> [TASK OBJECTIVE]
When you copy the records, keep every word exact and leave the pictures out.

*** Opening of EXTRACTED MATERIAL ***

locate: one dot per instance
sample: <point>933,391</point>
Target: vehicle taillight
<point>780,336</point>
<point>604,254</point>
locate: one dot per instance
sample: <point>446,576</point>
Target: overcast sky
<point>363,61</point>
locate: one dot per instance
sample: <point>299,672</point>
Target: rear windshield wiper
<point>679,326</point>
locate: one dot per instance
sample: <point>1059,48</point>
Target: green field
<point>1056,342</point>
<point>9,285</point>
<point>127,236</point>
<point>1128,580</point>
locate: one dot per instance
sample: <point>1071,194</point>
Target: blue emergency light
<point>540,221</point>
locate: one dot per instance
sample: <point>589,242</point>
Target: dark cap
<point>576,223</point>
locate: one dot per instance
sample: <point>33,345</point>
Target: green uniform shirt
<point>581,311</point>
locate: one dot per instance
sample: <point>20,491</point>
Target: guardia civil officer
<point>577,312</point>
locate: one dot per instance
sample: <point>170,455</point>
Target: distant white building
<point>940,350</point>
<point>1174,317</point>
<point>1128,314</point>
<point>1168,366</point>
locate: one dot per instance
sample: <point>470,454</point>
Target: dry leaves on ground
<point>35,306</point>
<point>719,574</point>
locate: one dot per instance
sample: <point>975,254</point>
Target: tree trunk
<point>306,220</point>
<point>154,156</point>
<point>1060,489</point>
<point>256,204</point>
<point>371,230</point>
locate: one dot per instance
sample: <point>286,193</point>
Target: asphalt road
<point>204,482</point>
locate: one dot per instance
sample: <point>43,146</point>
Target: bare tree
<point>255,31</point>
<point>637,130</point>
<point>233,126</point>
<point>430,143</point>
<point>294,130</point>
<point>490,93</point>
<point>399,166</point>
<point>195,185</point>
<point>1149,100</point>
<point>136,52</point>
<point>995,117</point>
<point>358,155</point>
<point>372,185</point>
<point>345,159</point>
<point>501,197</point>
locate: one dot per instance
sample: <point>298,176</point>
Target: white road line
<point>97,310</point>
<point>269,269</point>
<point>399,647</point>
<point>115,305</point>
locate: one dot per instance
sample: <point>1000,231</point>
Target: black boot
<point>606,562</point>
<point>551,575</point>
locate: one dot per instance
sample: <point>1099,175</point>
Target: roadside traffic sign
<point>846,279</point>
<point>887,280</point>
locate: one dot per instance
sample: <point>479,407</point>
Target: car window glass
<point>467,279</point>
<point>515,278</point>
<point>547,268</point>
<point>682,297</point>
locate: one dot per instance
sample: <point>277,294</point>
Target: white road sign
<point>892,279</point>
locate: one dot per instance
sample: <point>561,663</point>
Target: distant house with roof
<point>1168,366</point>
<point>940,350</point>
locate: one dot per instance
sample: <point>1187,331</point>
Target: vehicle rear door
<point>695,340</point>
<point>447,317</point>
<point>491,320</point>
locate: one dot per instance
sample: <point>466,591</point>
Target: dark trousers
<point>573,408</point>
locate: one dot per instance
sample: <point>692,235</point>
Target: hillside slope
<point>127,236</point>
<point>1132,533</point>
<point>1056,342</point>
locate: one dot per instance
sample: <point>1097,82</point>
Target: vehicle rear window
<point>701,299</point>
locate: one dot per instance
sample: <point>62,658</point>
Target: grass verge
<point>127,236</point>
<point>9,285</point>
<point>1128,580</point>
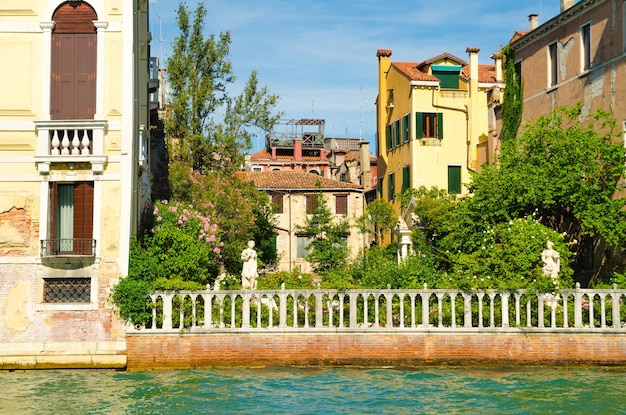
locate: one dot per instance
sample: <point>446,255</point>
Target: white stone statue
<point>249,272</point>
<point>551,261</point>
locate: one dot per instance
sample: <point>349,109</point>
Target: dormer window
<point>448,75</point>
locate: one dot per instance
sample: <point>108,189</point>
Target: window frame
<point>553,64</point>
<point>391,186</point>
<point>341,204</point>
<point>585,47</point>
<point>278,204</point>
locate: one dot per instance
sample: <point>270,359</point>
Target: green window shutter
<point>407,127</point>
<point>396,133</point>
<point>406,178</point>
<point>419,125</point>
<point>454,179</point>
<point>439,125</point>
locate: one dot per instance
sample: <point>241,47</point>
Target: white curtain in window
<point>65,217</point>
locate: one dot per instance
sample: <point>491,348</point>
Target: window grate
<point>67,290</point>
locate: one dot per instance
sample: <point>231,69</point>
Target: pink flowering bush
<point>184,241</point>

*** Close of EXTRACTED MATERIAL ***

> [COMPLETED EXERCISE]
locate: one dot per instance
sample: <point>933,391</point>
Target: vehicle taillight
<point>780,336</point>
<point>604,254</point>
locate: one dot per instance
sample: <point>446,576</point>
Target: overcast sky
<point>363,61</point>
locate: one dot per instance
sample: <point>299,672</point>
Target: rear windshield wiper
<point>679,326</point>
locate: one dot per instance
sample: <point>1059,48</point>
Target: green field
<point>1056,342</point>
<point>9,285</point>
<point>127,236</point>
<point>1128,580</point>
locate: one dot per instance
sample: <point>1071,194</point>
Target: blue emergency light
<point>540,221</point>
locate: one dot per instance
sample: <point>589,242</point>
Target: dark cap
<point>576,223</point>
locate: one dot per instance
sample: <point>33,345</point>
Target: green uniform shirt
<point>581,311</point>
locate: one dot per instance
sample: <point>20,491</point>
Target: guardia civil officer
<point>577,312</point>
locate: one dot per instance
sample: <point>170,455</point>
Target: distant white building
<point>940,350</point>
<point>1174,317</point>
<point>1128,314</point>
<point>1168,366</point>
locate: one dot per instance
sample: <point>470,454</point>
Target: dry leaves on ground
<point>35,306</point>
<point>719,574</point>
locate: one dot per instance
sample: <point>975,254</point>
Target: tree trunk
<point>306,220</point>
<point>154,156</point>
<point>1060,489</point>
<point>256,204</point>
<point>371,230</point>
locate: one dot per instance
sample: <point>286,193</point>
Target: asphalt road
<point>204,482</point>
locate: one dot per instance
sample: <point>43,146</point>
Target: bare tree
<point>255,31</point>
<point>637,130</point>
<point>233,126</point>
<point>430,143</point>
<point>294,130</point>
<point>490,93</point>
<point>399,166</point>
<point>195,185</point>
<point>1149,100</point>
<point>136,52</point>
<point>995,117</point>
<point>358,155</point>
<point>372,185</point>
<point>345,159</point>
<point>501,197</point>
locate: one dot per instance
sample: <point>298,176</point>
Target: white road line
<point>97,310</point>
<point>269,269</point>
<point>399,647</point>
<point>115,305</point>
locate: one dot per instance
sample: <point>1000,231</point>
Target: black boot
<point>606,562</point>
<point>551,575</point>
locate: one dot per instance
sample: <point>1099,175</point>
Target: roadside traffic sign
<point>846,279</point>
<point>887,280</point>
locate: one dot per instance
sample: <point>479,407</point>
Target: car window glass
<point>467,279</point>
<point>515,278</point>
<point>547,268</point>
<point>682,297</point>
locate: one dot per instance
sample: <point>277,294</point>
Target: white road sign
<point>892,279</point>
locate: one dot per instance
sample: <point>561,663</point>
Target: distant house with roof
<point>1168,366</point>
<point>940,350</point>
locate: one dot per instance
sample: <point>1187,331</point>
Target: vehicle rear door
<point>695,340</point>
<point>447,317</point>
<point>491,320</point>
locate: one dot per instance
sample: <point>466,591</point>
Target: dark trousers
<point>573,408</point>
locate: one dot per instance
sample: <point>692,235</point>
Target: hillside slope
<point>127,236</point>
<point>1132,533</point>
<point>1056,342</point>
locate: one dot per instance
sample: <point>1097,82</point>
Target: vehicle rear window
<point>701,299</point>
locate: one dot per instance
sample: <point>62,658</point>
Target: grass verge
<point>127,236</point>
<point>9,285</point>
<point>1128,580</point>
locate: one dot per instance
sample: <point>446,255</point>
Target: white stone statue
<point>249,272</point>
<point>551,261</point>
locate: one dot per instance
sample: <point>349,109</point>
Target: dormer window
<point>448,75</point>
locate: one dot per instance
sample: <point>108,189</point>
Target: window frame
<point>553,64</point>
<point>391,186</point>
<point>341,204</point>
<point>585,47</point>
<point>278,204</point>
locate: one dot per instance
sample: <point>270,359</point>
Target: green window shutter
<point>407,127</point>
<point>396,133</point>
<point>406,178</point>
<point>419,125</point>
<point>454,179</point>
<point>439,125</point>
locate: one dot per instance
sample: <point>241,47</point>
Target: white curtain in window
<point>65,217</point>
locate: one dot per instance
sample: <point>491,348</point>
Target: window grate
<point>67,290</point>
locate: one dot per instance
sample: <point>231,69</point>
Target: pink flowering bush
<point>184,241</point>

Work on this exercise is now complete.